== Reading passage ==

━━━━━━━━━━━━━━━━━━━━━━━━━━━━━━

In order to create a better educational structure, the vet school has formed the Southeast Veterinary Educational Consortium, a collection of professors and professionals from all around the Southeastern United States. Members institutions of the consortium include UGA, University of Tennessee, and NC State, among others. UF put up the initial sum to kickstart things, and was then joined by the fellow members.
“Many people might not know that when faculty come to a veterinary school, they’re often teaching their trade and may not know the most effective way of sharing their knowledge,” said Samper. “Our goal is to address this by combining the mindset of professional veterinarians with that of teachers.”
Together, members of the consortium will share their best practices from their relative areas of expertise. As a result, the veterinary profession as a whole will blossom. There will be less siloed learning, more collaboration, and a stronger, more well-rounded group of students entering the workforce.
“It’s different to teach in the classroom than in clinics, as it’s different to teach residents than it is to teach veterinary students. There are lots of levels of teaching and we need to address this and make sure we excel in all these facets,” Samper said.
Here’s a smattering of all things Gators from the week. Enjoy!
Our main man, Scooter Magruder, was profiled by the New York Times. Pretty cool to learn a little about his craft, including all those t-shirts. Congrats, Scooter!

━━━━━━━━━━━━━━━━━━━━━━━━━━━━━━

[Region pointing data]
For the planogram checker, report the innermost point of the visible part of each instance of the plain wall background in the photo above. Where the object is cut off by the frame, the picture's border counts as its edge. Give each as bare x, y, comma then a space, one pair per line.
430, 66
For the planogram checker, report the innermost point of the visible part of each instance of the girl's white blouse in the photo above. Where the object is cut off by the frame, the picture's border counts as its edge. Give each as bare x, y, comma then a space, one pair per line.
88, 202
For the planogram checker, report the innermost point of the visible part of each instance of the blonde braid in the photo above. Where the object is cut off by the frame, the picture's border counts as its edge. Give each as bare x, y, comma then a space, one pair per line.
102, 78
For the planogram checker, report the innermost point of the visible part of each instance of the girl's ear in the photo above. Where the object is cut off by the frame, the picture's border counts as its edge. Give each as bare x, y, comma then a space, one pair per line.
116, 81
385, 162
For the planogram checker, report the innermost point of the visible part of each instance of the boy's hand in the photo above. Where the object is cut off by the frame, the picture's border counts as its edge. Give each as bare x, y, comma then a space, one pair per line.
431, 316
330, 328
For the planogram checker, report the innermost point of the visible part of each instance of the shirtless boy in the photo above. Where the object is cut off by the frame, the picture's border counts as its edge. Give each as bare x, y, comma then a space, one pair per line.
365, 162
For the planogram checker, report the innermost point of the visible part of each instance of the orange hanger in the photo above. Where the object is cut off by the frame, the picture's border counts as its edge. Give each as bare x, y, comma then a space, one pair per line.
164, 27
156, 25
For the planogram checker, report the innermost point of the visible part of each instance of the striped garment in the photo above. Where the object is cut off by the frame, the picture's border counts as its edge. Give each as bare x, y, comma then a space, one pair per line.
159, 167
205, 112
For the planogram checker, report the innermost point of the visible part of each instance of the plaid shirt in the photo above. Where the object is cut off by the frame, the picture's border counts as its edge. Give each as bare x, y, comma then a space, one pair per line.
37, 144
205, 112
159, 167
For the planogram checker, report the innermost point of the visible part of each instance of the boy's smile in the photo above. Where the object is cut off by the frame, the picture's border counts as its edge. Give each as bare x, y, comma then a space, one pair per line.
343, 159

━━━━━━━━━━━━━━━━━━━━━━━━━━━━━━

== Complete the following ==
a: Can you echo the passage on the veterinary education consortium, word for word, from "Our main man, Scooter" to "t-shirts. Congrats, Scooter!"?
b: Does the passage on the veterinary education consortium support each statement below? Answer yes or no for each, and quote the words from the passage that decide it.
(i) UF provided the money that started the consortium.
(ii) All of the consortium's members come from a single state.
(iii) Samper says that teaching residents is the same as teaching veterinary students.
c: Could you go on with the passage on the veterinary education consortium from the point where it stops?

== Exercise responses ==
a:
Our main man, Scooter Magruder, was profiled by the New York Times. Pretty cool to learn a little about his craft, including all those t-shirts. Congrats, Scooter!

b:
(i) Yes: "UF put up the initial sum to kickstart things"
(ii) No: "a collection of professors and professionals from all around the Southeastern United States"
(iii) No: "it’s different to teach residents than it is to teach veterinary students"

c:
The engineering school has received a $5 million (!) grant from the U.S. Department of Education to develop STEM (Science, Technology, Engineering, and Math) teachers across the state. The money will go toward lesson plan creation that ladders up to real-world tech jobs, more networking opportunities for educators, new technology, and more!
Yes, you read that headline correctly. UF participated in a study of walking cavefish, the only fish able to walk across land, in order to learn more about water-to-land transition in fish 400 million years ago.
If you’re at all interested in e-commerce, we recommend checking out this article on probabilistic selling. The easiest way to describe probabilistic selling is to picture buying a hotel room through, say, Expedia — you purchase at a lowered fixed rate, with the provider saying it could be a parking lot view, or it could be a gorgeous beach view. The seller has already determined what room it’ll be, but consumers are left to their own hopefulness. To be expected, this head vs. heart technique has been a major coup for retailers.
Home For Christmas
Here’s a nice little pick-me-up during the holidays: a set of conjoined twins that underwent separation surgery have returned safely home. The twins were born in May, underwent the precarious surgery in October and now, thanks to the great staff at Shands, will spend Christmas at home with their family. Best of all, the twin girls are expected to both make full recoveries and live healthy, normal lives! Once again, just wonderful work by the entire crew at Shands.
- Dan Mullen reestablished Central Florida as Gator Country, cleaning up Lakeland High and helping us jump in the national recruiting rankings.
- Outfielder Wil Dalton has been named to the preseason All-America Third Team.
- The baseball team is ranked No. 6 in Collegiate Baseball’s NCAA DI Preseason Poll!
- For the 27th time since 1991 the volleyball team has finished inside the Top-15!
- Junior golfers Sierra Brooks and Marta Perez, and freshman Clara Manzalini are on the Fall Watch List for the 2019 Arnold Palmer Cup!
- Speaking of the Arnold Palmer Cup, sophomore John Axelsen has earned a spot on the Fall Watch List for the men!
UFact of the Week
Last weekend’s commencement was the first time ever that each of UF’s colleges recognized each student individually rather than en masse.